---------- RECORDS SUPPLIED

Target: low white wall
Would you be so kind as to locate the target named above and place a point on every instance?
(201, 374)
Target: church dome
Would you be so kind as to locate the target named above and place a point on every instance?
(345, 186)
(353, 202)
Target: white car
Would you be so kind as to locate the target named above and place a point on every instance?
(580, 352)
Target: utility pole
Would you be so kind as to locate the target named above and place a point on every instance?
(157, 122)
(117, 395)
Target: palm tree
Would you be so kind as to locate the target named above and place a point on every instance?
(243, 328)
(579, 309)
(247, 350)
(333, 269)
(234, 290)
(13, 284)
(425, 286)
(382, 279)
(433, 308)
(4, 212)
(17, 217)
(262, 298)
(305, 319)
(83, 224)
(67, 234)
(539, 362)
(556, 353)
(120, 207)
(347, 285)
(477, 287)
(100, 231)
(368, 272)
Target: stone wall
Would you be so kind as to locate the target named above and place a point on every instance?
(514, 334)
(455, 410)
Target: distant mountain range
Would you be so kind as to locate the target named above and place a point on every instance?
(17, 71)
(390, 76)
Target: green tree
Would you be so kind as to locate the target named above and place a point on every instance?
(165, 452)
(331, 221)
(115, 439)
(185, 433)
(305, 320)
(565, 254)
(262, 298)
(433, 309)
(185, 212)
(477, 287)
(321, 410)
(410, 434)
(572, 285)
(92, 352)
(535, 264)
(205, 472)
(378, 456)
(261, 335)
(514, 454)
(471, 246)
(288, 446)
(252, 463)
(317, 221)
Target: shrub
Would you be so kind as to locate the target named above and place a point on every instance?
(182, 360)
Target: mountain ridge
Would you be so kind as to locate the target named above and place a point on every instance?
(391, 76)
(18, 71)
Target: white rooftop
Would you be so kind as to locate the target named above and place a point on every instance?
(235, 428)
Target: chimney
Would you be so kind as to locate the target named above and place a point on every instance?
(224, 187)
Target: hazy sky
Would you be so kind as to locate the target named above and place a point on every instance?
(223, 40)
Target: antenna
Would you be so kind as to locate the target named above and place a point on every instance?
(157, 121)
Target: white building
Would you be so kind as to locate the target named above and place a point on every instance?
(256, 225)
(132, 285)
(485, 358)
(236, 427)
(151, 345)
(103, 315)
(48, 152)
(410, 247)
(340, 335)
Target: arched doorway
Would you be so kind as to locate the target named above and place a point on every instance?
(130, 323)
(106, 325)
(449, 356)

--------------------

▶ PROBLEM TO SOLVE: Repeat exactly, and only, the run of lines from the start of the material above through the line that holds "Target: white car".

▶ TASK RESPONSE:
Target: low white wall
Would you be so kind as to locate the target named above and place a point on every instance?
(201, 374)
Target: church dome
Would you be so kind as to locate the target named above and place a point on every instance?
(345, 186)
(353, 202)
Target: white car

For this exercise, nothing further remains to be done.